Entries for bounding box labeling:
— BEGIN —
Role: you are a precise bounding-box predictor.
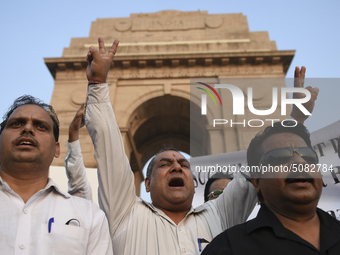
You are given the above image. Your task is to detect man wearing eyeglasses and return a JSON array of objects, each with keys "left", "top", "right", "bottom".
[
  {"left": 66, "top": 38, "right": 322, "bottom": 255},
  {"left": 203, "top": 123, "right": 340, "bottom": 255}
]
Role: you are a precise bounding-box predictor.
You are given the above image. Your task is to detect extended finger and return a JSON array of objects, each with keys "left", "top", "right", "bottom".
[
  {"left": 306, "top": 86, "right": 319, "bottom": 101},
  {"left": 109, "top": 39, "right": 119, "bottom": 56},
  {"left": 87, "top": 46, "right": 100, "bottom": 60},
  {"left": 98, "top": 37, "right": 106, "bottom": 54}
]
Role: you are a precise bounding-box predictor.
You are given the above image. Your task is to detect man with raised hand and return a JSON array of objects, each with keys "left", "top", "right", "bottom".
[
  {"left": 203, "top": 123, "right": 340, "bottom": 255},
  {"left": 76, "top": 38, "right": 256, "bottom": 255},
  {"left": 0, "top": 95, "right": 112, "bottom": 255}
]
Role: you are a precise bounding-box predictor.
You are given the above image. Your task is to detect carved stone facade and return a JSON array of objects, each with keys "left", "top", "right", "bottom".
[{"left": 45, "top": 11, "right": 295, "bottom": 193}]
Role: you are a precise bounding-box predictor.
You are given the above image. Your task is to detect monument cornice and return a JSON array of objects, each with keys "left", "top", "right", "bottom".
[{"left": 44, "top": 50, "right": 295, "bottom": 78}]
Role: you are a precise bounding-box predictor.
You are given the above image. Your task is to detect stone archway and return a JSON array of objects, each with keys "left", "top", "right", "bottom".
[{"left": 45, "top": 8, "right": 295, "bottom": 193}]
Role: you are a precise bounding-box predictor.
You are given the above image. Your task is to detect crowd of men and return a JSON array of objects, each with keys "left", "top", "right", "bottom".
[{"left": 0, "top": 38, "right": 340, "bottom": 255}]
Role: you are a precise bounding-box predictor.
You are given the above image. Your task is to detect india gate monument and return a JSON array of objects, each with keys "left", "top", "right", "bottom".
[{"left": 45, "top": 10, "right": 295, "bottom": 195}]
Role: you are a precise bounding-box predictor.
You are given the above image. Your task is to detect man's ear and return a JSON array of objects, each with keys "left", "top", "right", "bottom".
[
  {"left": 251, "top": 177, "right": 261, "bottom": 193},
  {"left": 144, "top": 177, "right": 150, "bottom": 192},
  {"left": 54, "top": 142, "right": 60, "bottom": 158}
]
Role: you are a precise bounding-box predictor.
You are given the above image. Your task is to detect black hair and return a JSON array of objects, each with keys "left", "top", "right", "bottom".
[
  {"left": 247, "top": 120, "right": 312, "bottom": 203},
  {"left": 0, "top": 95, "right": 59, "bottom": 142},
  {"left": 247, "top": 120, "right": 312, "bottom": 167},
  {"left": 204, "top": 172, "right": 233, "bottom": 202},
  {"left": 146, "top": 148, "right": 181, "bottom": 177}
]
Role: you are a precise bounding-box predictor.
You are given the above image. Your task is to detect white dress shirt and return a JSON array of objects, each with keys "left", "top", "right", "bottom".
[
  {"left": 0, "top": 178, "right": 113, "bottom": 255},
  {"left": 66, "top": 84, "right": 257, "bottom": 255}
]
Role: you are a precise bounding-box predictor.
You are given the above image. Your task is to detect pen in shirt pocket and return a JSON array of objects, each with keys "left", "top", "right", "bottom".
[
  {"left": 48, "top": 217, "right": 54, "bottom": 233},
  {"left": 197, "top": 238, "right": 209, "bottom": 251}
]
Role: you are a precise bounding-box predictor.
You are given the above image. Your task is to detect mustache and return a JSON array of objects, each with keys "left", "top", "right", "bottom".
[{"left": 12, "top": 135, "right": 40, "bottom": 146}]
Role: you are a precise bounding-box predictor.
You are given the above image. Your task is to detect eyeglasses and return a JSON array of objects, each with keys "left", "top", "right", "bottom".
[
  {"left": 261, "top": 147, "right": 319, "bottom": 166},
  {"left": 207, "top": 189, "right": 223, "bottom": 198}
]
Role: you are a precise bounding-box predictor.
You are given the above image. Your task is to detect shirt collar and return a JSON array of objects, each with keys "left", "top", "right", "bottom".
[{"left": 0, "top": 177, "right": 71, "bottom": 198}]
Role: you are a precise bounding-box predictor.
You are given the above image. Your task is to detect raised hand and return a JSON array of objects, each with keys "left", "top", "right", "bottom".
[
  {"left": 86, "top": 37, "right": 119, "bottom": 84},
  {"left": 291, "top": 66, "right": 319, "bottom": 123}
]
— END —
| Instructions for the task |
Gather every line in the rows above that contains the word "stone".

| Correct result |
You are given the above image. Your task is to detect carved stone facade and return a JSON array of objects, each with keys "left", "top", "right", "bottom".
You are given the above image. Your task is to detect stone archway and return a JSON array of objects, each with keys "left", "top", "right", "bottom".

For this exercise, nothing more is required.